[Start of section]

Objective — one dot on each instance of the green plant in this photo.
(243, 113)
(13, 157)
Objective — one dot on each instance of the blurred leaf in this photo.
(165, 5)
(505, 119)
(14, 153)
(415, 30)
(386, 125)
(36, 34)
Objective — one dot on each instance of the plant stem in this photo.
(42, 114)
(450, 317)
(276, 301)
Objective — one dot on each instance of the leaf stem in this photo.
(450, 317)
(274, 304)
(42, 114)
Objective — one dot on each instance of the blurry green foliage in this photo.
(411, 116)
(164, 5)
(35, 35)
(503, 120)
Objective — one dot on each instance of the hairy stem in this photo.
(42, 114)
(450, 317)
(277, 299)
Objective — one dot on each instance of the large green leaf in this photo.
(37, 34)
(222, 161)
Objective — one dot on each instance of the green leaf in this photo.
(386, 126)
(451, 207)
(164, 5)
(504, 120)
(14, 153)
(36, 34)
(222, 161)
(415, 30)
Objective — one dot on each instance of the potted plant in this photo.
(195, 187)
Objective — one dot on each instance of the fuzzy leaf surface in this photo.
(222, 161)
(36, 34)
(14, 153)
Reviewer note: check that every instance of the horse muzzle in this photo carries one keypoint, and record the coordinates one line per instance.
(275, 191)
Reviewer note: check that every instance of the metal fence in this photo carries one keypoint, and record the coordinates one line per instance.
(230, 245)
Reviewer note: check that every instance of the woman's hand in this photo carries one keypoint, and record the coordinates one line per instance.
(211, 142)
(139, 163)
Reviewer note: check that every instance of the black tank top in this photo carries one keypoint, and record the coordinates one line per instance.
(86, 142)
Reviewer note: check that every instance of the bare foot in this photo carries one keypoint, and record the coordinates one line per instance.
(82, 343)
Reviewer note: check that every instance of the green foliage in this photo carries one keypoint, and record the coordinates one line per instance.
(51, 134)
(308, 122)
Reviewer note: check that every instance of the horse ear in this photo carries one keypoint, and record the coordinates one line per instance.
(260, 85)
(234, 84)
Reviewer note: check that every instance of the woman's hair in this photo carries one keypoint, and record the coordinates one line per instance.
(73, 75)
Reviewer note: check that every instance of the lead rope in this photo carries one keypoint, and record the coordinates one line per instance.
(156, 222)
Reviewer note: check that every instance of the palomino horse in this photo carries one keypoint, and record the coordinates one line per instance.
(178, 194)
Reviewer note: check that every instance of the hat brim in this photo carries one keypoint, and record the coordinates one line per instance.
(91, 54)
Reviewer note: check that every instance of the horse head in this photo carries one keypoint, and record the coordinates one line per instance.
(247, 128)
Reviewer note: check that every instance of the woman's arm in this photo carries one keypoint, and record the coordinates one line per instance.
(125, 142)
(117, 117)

[End of section]

> [The task]
Each line of the listing should be reproduced without any alteration.

> [Exercise output]
Objective — one dot on each instance of the green plant in this photo.
(243, 113)
(13, 157)
Objective — one dot on each instance of the blurred leaf in this photo.
(165, 5)
(505, 119)
(14, 153)
(415, 30)
(386, 125)
(36, 34)
Objective — one dot on each instance of the plant stem in this photo.
(42, 114)
(450, 317)
(276, 301)
Objective — one dot on each instance of the leaf stem in this photo.
(450, 317)
(274, 304)
(42, 114)
Objective — one dot on each instance of the blurry green foliage in this photo.
(411, 116)
(164, 5)
(35, 35)
(503, 120)
Objective — one dot on each instance of the hairy stem in this photo.
(42, 114)
(450, 317)
(277, 299)
Objective — one dot on each instance of the large green leaf in this photo.
(37, 34)
(222, 161)
Objective — one dot on each instance of the green leaf in this photo.
(386, 126)
(451, 207)
(164, 5)
(504, 120)
(14, 153)
(36, 34)
(222, 161)
(415, 30)
Objective — one dot on each instance of the potted plant in this photo.
(195, 187)
Objective — one dot on each instance of the fuzzy leaf surface in this photo.
(222, 161)
(36, 34)
(14, 153)
Reviewer note: check that every instance of the horse muzzle in this photo carries one keypoint, and record the coordinates one line per instance.
(275, 191)
Reviewer note: check that every instance of the metal fence in this photo carries one keypoint, and record the coordinates one line per instance.
(230, 245)
Reviewer note: check that every instance of the woman's hand in this photo carries one keypoint, and record the coordinates one line per instance.
(211, 142)
(139, 163)
Reviewer note: check that every instance of the black tank top in this photo carries one keypoint, and record the coordinates one line per instance.
(86, 142)
Reviewer note: check that every instance of the bare foot in this photo carries one keypoint, and record the coordinates one line per instance.
(82, 343)
Reviewer note: check that every instance of the green foliage in this photo carries one keypoint, and record the coordinates one line per instance.
(51, 134)
(308, 122)
Reviewer note: check that every instance of the horse ear in this photo carries one keypoint, and record the coordinates one line per instance.
(260, 85)
(234, 84)
Reviewer note: check that every instance of the woman's hair in this photo carries one keypoint, and record the coordinates one line per instance.
(73, 75)
Reviewer note: check that every instance of the lead rope in this photo carries one keypoint, and record the coordinates one line per instance.
(156, 222)
Reviewer note: check that every instance of the palomino horse in this photo carries one keypoint, and record the coordinates one line per instance.
(178, 194)
Reviewer note: check that every instance of the hat brim in this photo carries one keypoint, and record the coordinates one line per instance.
(91, 54)
Reviewer note: check that every instance of the horse head in this photo carries one keypoint, and record the coordinates one line per instance.
(247, 128)
Reviewer note: check that every instance of the woman's arm in this photo carries one keypoint, and record the coordinates one line per instance.
(125, 142)
(117, 117)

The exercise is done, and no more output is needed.